## [EXERCISE INSTRUCTIONS]
Please convert every one of the rows below into a Markdown table with the columns No. and Line. Number each line, and leave out blank lines and the pictures.

## [PROVIDED MATERIAL]
··········

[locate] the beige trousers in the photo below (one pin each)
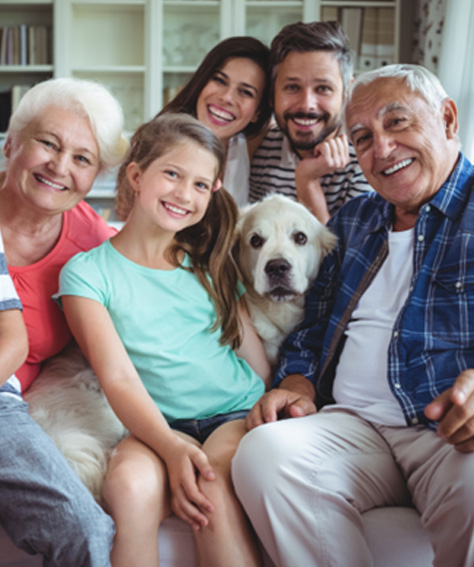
(305, 482)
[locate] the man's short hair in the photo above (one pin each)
(416, 77)
(314, 36)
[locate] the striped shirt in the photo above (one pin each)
(433, 335)
(273, 171)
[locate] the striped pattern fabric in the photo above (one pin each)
(433, 336)
(273, 171)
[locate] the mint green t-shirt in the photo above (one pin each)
(164, 319)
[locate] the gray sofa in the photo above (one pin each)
(395, 537)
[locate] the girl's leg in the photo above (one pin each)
(136, 495)
(228, 539)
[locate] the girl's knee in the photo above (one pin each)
(129, 486)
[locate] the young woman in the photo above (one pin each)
(157, 312)
(229, 94)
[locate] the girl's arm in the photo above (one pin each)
(251, 348)
(96, 335)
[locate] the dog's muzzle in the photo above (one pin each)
(278, 272)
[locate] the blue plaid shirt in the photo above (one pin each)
(433, 336)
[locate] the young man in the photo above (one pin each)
(306, 156)
(386, 350)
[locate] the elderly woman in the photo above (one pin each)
(63, 134)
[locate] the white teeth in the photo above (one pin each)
(175, 209)
(305, 121)
(50, 183)
(397, 166)
(222, 114)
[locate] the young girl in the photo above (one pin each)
(229, 94)
(156, 311)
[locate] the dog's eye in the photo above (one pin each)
(256, 241)
(300, 238)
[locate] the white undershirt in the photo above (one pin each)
(361, 382)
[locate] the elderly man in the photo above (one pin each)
(306, 156)
(384, 351)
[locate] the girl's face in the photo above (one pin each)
(174, 191)
(53, 161)
(230, 100)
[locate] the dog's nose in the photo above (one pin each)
(277, 268)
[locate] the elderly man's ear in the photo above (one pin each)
(450, 117)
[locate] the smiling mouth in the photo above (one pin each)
(45, 181)
(397, 167)
(305, 121)
(220, 114)
(174, 209)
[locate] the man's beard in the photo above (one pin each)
(305, 140)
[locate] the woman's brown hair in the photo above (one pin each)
(208, 243)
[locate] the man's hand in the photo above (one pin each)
(454, 409)
(294, 398)
(328, 156)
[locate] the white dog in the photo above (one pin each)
(68, 403)
(279, 249)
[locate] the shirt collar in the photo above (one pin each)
(289, 158)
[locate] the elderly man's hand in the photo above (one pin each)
(294, 398)
(454, 409)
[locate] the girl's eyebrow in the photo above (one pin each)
(242, 83)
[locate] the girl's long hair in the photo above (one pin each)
(209, 242)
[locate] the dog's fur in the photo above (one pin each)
(66, 398)
(68, 403)
(279, 249)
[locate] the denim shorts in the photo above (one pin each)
(200, 429)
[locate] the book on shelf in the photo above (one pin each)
(351, 21)
(368, 57)
(5, 109)
(385, 37)
(25, 45)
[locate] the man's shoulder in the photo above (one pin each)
(364, 210)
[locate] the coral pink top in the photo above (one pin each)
(48, 332)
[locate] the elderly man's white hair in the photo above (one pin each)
(84, 98)
(417, 78)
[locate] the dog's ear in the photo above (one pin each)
(327, 240)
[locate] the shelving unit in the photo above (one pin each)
(15, 14)
(145, 50)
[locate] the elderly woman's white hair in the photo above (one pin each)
(417, 78)
(85, 98)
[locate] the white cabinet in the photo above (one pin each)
(145, 50)
(19, 67)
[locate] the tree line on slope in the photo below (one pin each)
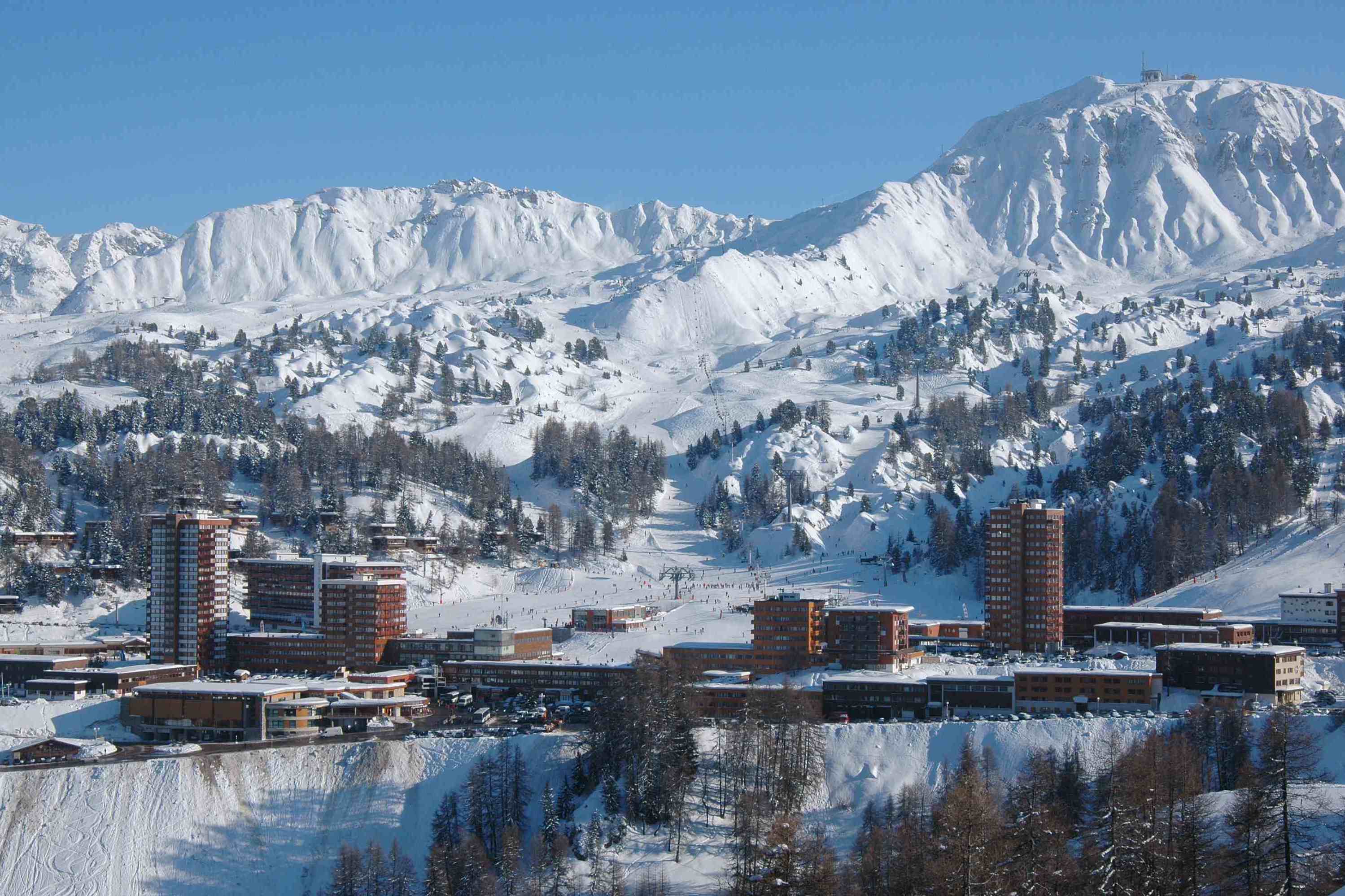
(1216, 804)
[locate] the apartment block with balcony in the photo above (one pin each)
(1259, 673)
(1024, 582)
(189, 586)
(787, 631)
(872, 635)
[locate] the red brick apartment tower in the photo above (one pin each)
(359, 615)
(1025, 579)
(189, 586)
(787, 631)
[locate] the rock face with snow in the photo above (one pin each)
(38, 270)
(88, 253)
(1099, 181)
(1154, 178)
(396, 241)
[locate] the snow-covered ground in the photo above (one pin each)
(705, 319)
(272, 820)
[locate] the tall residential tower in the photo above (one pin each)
(1025, 578)
(189, 586)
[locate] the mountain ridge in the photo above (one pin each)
(1098, 181)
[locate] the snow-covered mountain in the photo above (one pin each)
(1153, 179)
(396, 241)
(38, 270)
(1100, 181)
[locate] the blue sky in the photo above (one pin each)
(161, 113)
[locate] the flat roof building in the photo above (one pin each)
(1040, 689)
(189, 586)
(1080, 619)
(1154, 634)
(122, 680)
(536, 677)
(264, 709)
(872, 635)
(627, 618)
(486, 642)
(286, 588)
(1261, 672)
(787, 631)
(1025, 580)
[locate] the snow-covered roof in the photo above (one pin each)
(347, 580)
(1072, 670)
(1279, 650)
(128, 670)
(871, 609)
(884, 679)
(278, 634)
(382, 701)
(224, 688)
(22, 645)
(66, 742)
(1142, 609)
(1168, 627)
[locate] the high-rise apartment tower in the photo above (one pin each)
(1025, 578)
(189, 586)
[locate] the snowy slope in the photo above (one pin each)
(1100, 181)
(38, 270)
(1153, 179)
(272, 820)
(394, 241)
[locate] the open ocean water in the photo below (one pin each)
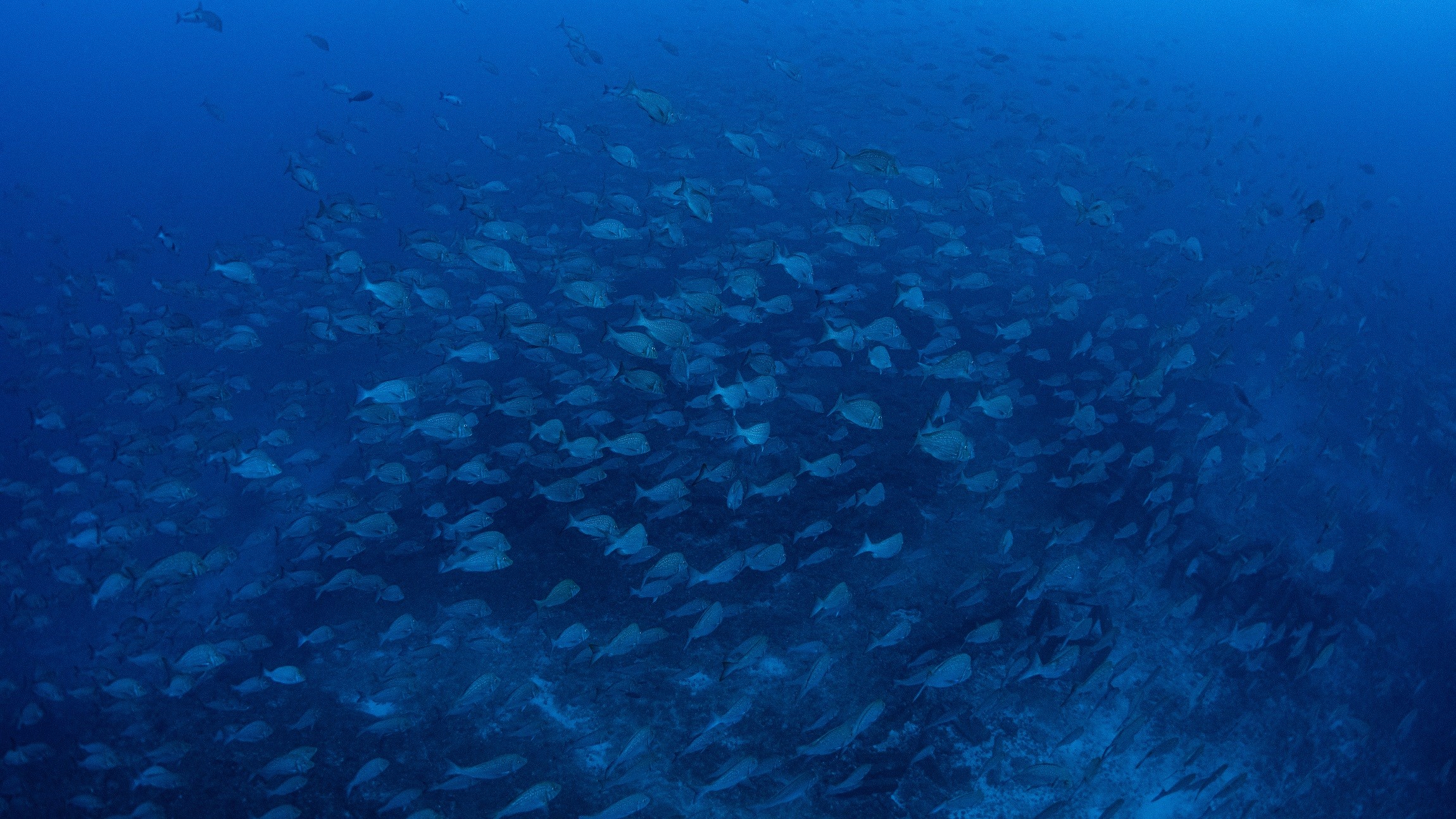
(452, 410)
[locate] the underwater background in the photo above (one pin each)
(787, 408)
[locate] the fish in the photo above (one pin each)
(203, 16)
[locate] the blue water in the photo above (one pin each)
(1167, 422)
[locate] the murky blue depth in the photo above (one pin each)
(453, 410)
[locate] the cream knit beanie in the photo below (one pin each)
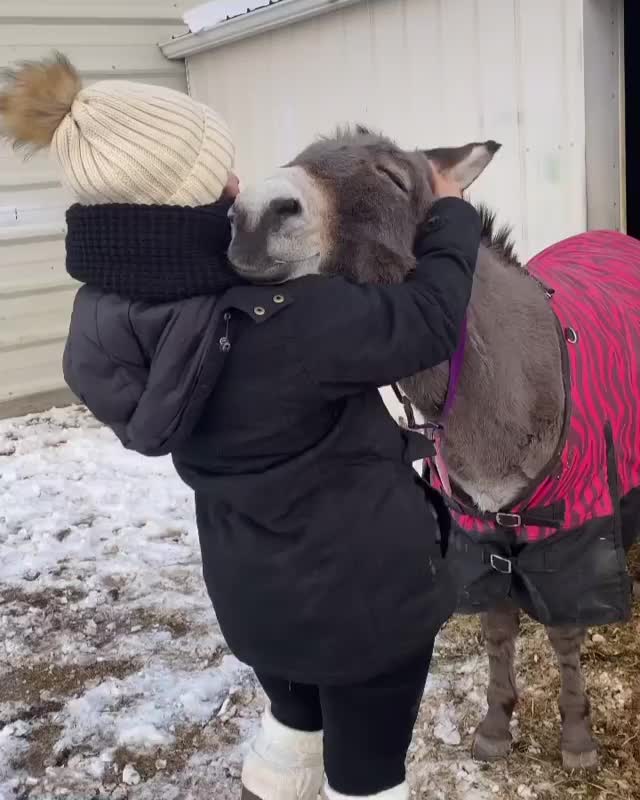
(118, 141)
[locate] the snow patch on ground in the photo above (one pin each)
(115, 679)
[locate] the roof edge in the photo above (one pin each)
(259, 21)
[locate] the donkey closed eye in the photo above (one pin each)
(400, 181)
(286, 206)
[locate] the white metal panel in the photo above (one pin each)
(427, 72)
(604, 96)
(140, 11)
(105, 39)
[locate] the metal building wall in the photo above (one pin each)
(427, 72)
(104, 39)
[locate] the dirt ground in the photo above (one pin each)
(439, 769)
(116, 684)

··········

## [ANSWER FOR THE TASK]
| No. | Line |
|---|---|
| 1 | [locate] the beige trousers in the photo below (one pin each) |
| 2 | (305, 482) |
| 3 | [locate] the man's short hair in the photo above (one pin each) |
| 4 | (416, 77) |
| 5 | (314, 36) |
| 6 | [locate] the striped shirt in the photo above (one pin each) |
| 7 | (433, 335) |
| 8 | (273, 171) |
| 9 | [locate] the striped pattern fabric in the photo above (one pin each) |
| 10 | (433, 336) |
| 11 | (273, 171) |
| 12 | [locate] the mint green t-shirt in the photo above (one pin each) |
| 13 | (164, 319) |
| 14 | [locate] the gray sofa in the photo above (one pin each) |
| 15 | (395, 537) |
| 16 | [locate] the girl's leg in the photo above (one pin each) |
| 17 | (136, 495) |
| 18 | (228, 539) |
| 19 | [locate] the girl's knee in the photo above (one pin each) |
| 20 | (129, 486) |
| 21 | [locate] the young woman in the photo above (one pin each) |
| 22 | (157, 312) |
| 23 | (229, 94) |
| 24 | [locate] the girl's arm in the photo above (one pin each) |
| 25 | (251, 348) |
| 26 | (96, 335) |
| 27 | [locate] the dog's muzzle in the photo above (one pin each) |
| 28 | (278, 272) |
| 29 | [locate] the blue plaid shirt in the photo above (one pin each) |
| 30 | (433, 336) |
| 31 | [locate] the young man in the photo above (one pin each) |
| 32 | (306, 156) |
| 33 | (386, 350) |
| 34 | [locate] the elderly woman in the photo above (one pin each) |
| 35 | (63, 134) |
| 36 | [locate] the white teeth in the photo above (one pin each) |
| 37 | (175, 209) |
| 38 | (305, 121) |
| 39 | (50, 183) |
| 40 | (397, 166) |
| 41 | (222, 114) |
| 42 | [locate] the young girl in the photo above (one pin each) |
| 43 | (229, 94) |
| 44 | (156, 311) |
| 45 | [locate] the dog's eye in the photo above (one pin each) |
| 46 | (256, 241) |
| 47 | (300, 238) |
| 48 | [locate] the white undershirt in the photo above (one pin each) |
| 49 | (361, 382) |
| 50 | [locate] the elderly man in the photo above (one pin each) |
| 51 | (306, 156) |
| 52 | (384, 351) |
| 53 | [locate] the girl's face in the photo above (one pin each) |
| 54 | (174, 191) |
| 55 | (53, 161) |
| 56 | (230, 100) |
| 57 | [locate] the dog's nose in the photo above (one pin each) |
| 58 | (277, 268) |
| 59 | [locate] the elderly man's ear in the photo above (one pin each) |
| 60 | (450, 117) |
| 61 | [locate] the smiling mouth in the photo above (one pin each) |
| 62 | (45, 181) |
| 63 | (397, 167) |
| 64 | (305, 121) |
| 65 | (220, 114) |
| 66 | (174, 209) |
| 67 | [locate] the man's beard in the photo above (one pin each) |
| 68 | (305, 140) |
| 69 | [locate] the woman's brown hair in the photo above (one pin each) |
| 70 | (208, 243) |
| 71 | [locate] the man's hand in the photo above (one pin each) |
| 72 | (454, 409) |
| 73 | (294, 398) |
| 74 | (328, 156) |
| 75 | [locate] the white dog in the photo above (one pin each) |
| 76 | (68, 403) |
| 77 | (279, 249) |
| 78 | [locate] the shirt collar in the photo above (one pin each) |
| 79 | (289, 158) |
| 80 | [locate] the elderly man's hand in the photo above (one pin each) |
| 81 | (294, 398) |
| 82 | (454, 409) |
| 83 | [locate] the girl's eyebrow in the photo above (one pin each) |
| 84 | (242, 83) |
| 85 | [locate] the girl's long hair in the photo above (one pin each) |
| 86 | (209, 242) |
| 87 | [locate] the dog's fur in the photo above (one pin each) |
| 88 | (66, 398) |
| 89 | (68, 403) |
| 90 | (279, 249) |
| 91 | [locate] the denim shorts in the photo above (one pin each) |
| 92 | (200, 429) |
| 93 | [locate] the book on shelf in the photo above (one pin each) |
| 94 | (351, 21) |
| 95 | (368, 57) |
| 96 | (5, 109) |
| 97 | (385, 37) |
| 98 | (25, 45) |
| 99 | [locate] the man's shoulder in the photo above (one pin each) |
| 100 | (364, 210) |
| 101 | [locate] the coral pink top in the photo above (one pin each) |
| 102 | (48, 332) |
| 103 | [locate] the elderly man's white hair in the photo above (one pin each) |
| 104 | (84, 98) |
| 105 | (417, 78) |
| 106 | [locate] the dog's ear in the photo above (one pin each) |
| 107 | (327, 240) |
| 108 | [locate] the shelving unit in the photo above (one pin each) |
| 109 | (15, 14) |
| 110 | (145, 50) |
| 111 | [locate] the elderly woman's white hair in the photo above (one pin each) |
| 112 | (417, 78) |
| 113 | (85, 98) |
| 114 | [locate] the white cabinet in the photo above (one pin each) |
| 115 | (145, 50) |
| 116 | (19, 67) |
| 117 | [locate] the tree line on slope in the photo below (one pin each) |
| 118 | (1216, 804) |
| 119 | [locate] the apartment block with balcony in the photo above (one pin each) |
| 120 | (1259, 673) |
| 121 | (1024, 582) |
| 122 | (189, 586) |
| 123 | (787, 631) |
| 124 | (872, 635) |
| 125 | [locate] the red brick apartment tower in the photo above (one pin each) |
| 126 | (359, 615) |
| 127 | (1025, 579) |
| 128 | (189, 586) |
| 129 | (787, 631) |
| 130 | [locate] the rock face with snow in the photo above (one pin each) |
| 131 | (38, 270) |
| 132 | (88, 253) |
| 133 | (1099, 181) |
| 134 | (1154, 178) |
| 135 | (396, 241) |
| 136 | [locate] the snow-covered ground in the photo above (one pin each) |
| 137 | (705, 319) |
| 138 | (272, 820) |
| 139 | [locate] the tall residential tower in the photo above (one pin each) |
| 140 | (1025, 578) |
| 141 | (189, 586) |
| 142 | [locate] the mountain ridge in the photo above (one pin each) |
| 143 | (1098, 181) |
| 144 | [locate] the snow-covered mountain in the photo above (one pin each) |
| 145 | (1153, 179) |
| 146 | (396, 241) |
| 147 | (38, 270) |
| 148 | (1100, 181) |
| 149 | [locate] the blue sky in the photo above (one pin each) |
| 150 | (161, 113) |
| 151 | [locate] the flat roof building in the photo above (one pin each) |
| 152 | (1040, 689) |
| 153 | (189, 586) |
| 154 | (1080, 619) |
| 155 | (1154, 634) |
| 156 | (122, 680) |
| 157 | (536, 677) |
| 158 | (264, 709) |
| 159 | (872, 635) |
| 160 | (627, 618) |
| 161 | (486, 642) |
| 162 | (286, 588) |
| 163 | (1261, 672) |
| 164 | (787, 631) |
| 165 | (1025, 580) |
| 166 | [locate] the snow-covered roof in the photo above (one pin each) |
| 167 | (347, 580) |
| 168 | (1072, 670) |
| 169 | (1279, 650) |
| 170 | (128, 670) |
| 171 | (871, 609) |
| 172 | (884, 679) |
| 173 | (278, 634) |
| 174 | (382, 701) |
| 175 | (224, 688) |
| 176 | (22, 645) |
| 177 | (66, 742) |
| 178 | (1142, 609) |
| 179 | (1168, 627) |
| 180 | [locate] the high-rise apartment tower in the photo above (one pin each) |
| 181 | (1025, 578) |
| 182 | (189, 586) |
| 183 | [locate] the snowy slope in the photo above (one pin each) |
| 184 | (1100, 181) |
| 185 | (38, 270) |
| 186 | (1153, 179) |
| 187 | (272, 820) |
| 188 | (394, 241) |
| 189 | [locate] the open ocean water in the photo below (one pin each) |
| 190 | (452, 410) |
| 191 | [locate] the underwater background in the photo above (one pin each) |
| 192 | (787, 408) |
| 193 | [locate] the fish in the photo above (one pin each) |
| 194 | (203, 16) |
| 195 | [locate] the blue water in the photo above (one pin each) |
| 196 | (1167, 422) |
| 197 | [locate] the murky blue depth in the photo above (one pin each) |
| 198 | (453, 410) |
| 199 | [locate] the cream knit beanie in the photo below (one pin each) |
| 200 | (118, 141) |
| 201 | [locate] the snow patch on ground in the photo above (one pin each) |
| 202 | (115, 679) |
| 203 | [locate] the roof edge in the photo above (one pin each) |
| 204 | (259, 21) |
| 205 | [locate] the donkey closed eye in the photo above (one pin each) |
| 206 | (400, 181) |
| 207 | (286, 206) |
| 208 | [locate] the white metal panel in the photo above (one pin each) |
| 209 | (427, 72) |
| 210 | (604, 96) |
| 211 | (140, 11) |
| 212 | (105, 39) |
| 213 | [locate] the metal building wall in the photo above (one pin each) |
| 214 | (427, 72) |
| 215 | (104, 39) |
| 216 | [locate] the dirt ground in the photo above (one pin each) |
| 217 | (439, 769) |
| 218 | (116, 684) |